== FRAGEN ==
- 1) Stimmen die folgenden Aussagen mit dem Interview mit der Frieda-Gründerin überein? (a) Frieda ist ein Unternehmen aus Berlin. (b) Maximon investierte zuletzt 5 Millionen Euro in Frieda. (c) Laut Valentina Ullrich gibt es bei ihr einen ganz normalen Startup-Arbeitsalltag. Antworte jeweils mit Ja oder Nein und zitiere die entscheidenden Worte des Interviews wörtlich.
- 2) Führe bitte das Interview mit der Frieda-Gründerin im Anschluss an seinen letzten Satz weiter.

== VORLIEGENDER TEXT ==

◆ ◆ ◆ ◆ ◆

#Interview

“Das richtig Team kann der größte Game-Changer sein”

Gründeralltag - gibt es das überhaupt? "Einen ganz normalen Startup-Arbeitsalltag gibt es bei mir nicht, und deswegen liebe ich auch, was ich tue. Aber eine Konstante ist auf jeden Fall der Check-in mit dem Team", sagt Valentina Ullrich, Gründerin von Frieda.
“Das richtig Team kann der größte Game-Changer sein”
Freitag, 14. Februar 2025VonTeam

Wie starten ganz normale Gründerinnen und Gründer so in einen ganz normalen Startup-Arbeitsalltag? Wie schalten junge Unternehmerinnen und Unternehmer nach der Arbeit mal so richtig ab und was hätten die aufstrebenden Firmenlenker gerne gewusst bevor sie ihr Startup gegründet haben? Wir haben genau diese Sachen abgefragt. Dieses Mal antwortet Valentina Ullrich, Gründerin von Frieda. Das Berliner FemTech kümmert sich um “die Verbesserung der Gesundheit und des Wohlbefindens von Frauen in der Menopause”. Der Longevity-Company Builder Maximon investierte zuletzt 2,5 Millionen Euro in das Unternehmen.

Wie startest Du in einen ganz normalen Startup-Arbeitsalltag?

◆ ◆ ◆ ◆ ◆

== ANGEZEIGTE DATEN ==
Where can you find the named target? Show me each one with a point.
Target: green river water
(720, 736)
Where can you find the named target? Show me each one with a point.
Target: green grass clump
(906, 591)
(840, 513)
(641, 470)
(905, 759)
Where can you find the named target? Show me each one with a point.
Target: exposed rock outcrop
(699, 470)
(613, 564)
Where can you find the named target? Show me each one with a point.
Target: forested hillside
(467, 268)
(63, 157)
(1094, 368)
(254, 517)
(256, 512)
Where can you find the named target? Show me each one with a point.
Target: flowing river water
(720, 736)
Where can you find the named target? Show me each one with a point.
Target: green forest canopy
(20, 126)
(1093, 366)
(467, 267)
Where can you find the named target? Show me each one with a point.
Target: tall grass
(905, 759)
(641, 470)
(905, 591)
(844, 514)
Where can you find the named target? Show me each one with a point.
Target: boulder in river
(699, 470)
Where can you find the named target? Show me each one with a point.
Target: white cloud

◆ ◆ ◆ ◆ ◆

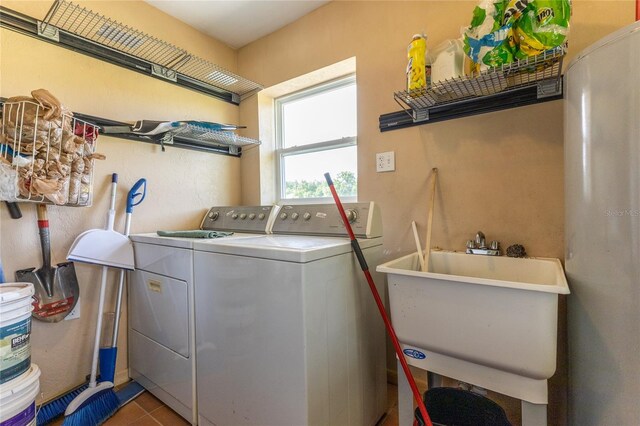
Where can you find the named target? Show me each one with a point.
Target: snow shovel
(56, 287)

◆ ◆ ◆ ◆ ◆

== LÖSUNGEN ==
- 1)
(a) Ja: „Das Berliner FemTech“
(b) Nein: „Der Longevity-Company Builder Maximon investierte zuletzt 2,5 Millionen Euro in das Unternehmen.“
(c) Nein: „Einen ganz normalen Startup-Arbeitsalltag gibt es bei mir nicht“

- 2)
Einen ganz normalen Startup-Arbeitsalltag gibt es bei mir nicht, und deswegen liebe ich auch, was ich tue. Aber eine Konstante ist auf jeden Fall der Check-in mit dem Team. Mein wichtigstes Ziel ist es, jedes Teammitglied bestmöglich zu befähigen. Diesbezüglich bin ich noch nah dran, behalte den operativen Überblick so gut ich kann und beginne den Tag damit, Aufgaben zu priorisieren, Blocker innerhalb der Departments aufzulösen und meine persönlichen Tagesziele zu ordnen. Und natürlich, wenn es geht, starte ich mit einer Sporteinheit und Zeit für mich zwischen dem Aufstehen und dem Laptop.

Wie schaltest Du nach der Arbeit ab?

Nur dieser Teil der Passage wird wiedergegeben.